--- ITEMS ---
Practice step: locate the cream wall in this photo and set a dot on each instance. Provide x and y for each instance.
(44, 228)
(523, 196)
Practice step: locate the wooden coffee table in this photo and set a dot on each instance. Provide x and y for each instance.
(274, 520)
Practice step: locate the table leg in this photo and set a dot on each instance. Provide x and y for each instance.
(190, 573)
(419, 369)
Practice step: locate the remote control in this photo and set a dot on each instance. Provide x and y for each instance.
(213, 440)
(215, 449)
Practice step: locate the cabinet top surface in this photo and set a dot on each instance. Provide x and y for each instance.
---
== GIVEN INSTRUCTION ==
Can you swap every "set a dot" in the lines above for "place a point" and give all the lines again with nothing else changed?

== OUTPUT FOR THIS TASK ==
Practice step: locate the cream wall in this photo and place a point on each instance. Provide x and y for each instance.
(44, 228)
(523, 196)
Practice step: locate the wooden coffee table in this photo and place a point on each instance. Provide x and y for each instance.
(274, 520)
Practice step: locate the table leg in this photo and place a point on each instance. Provide x and y for each instance.
(190, 573)
(419, 369)
Practice step: locate the remote control in this photo and place a point on each instance. Provide x and y for each instance.
(213, 440)
(215, 449)
Practice step: locate the cabinet top surface in this photo and place a point on each instance. Provide x and y for each instance.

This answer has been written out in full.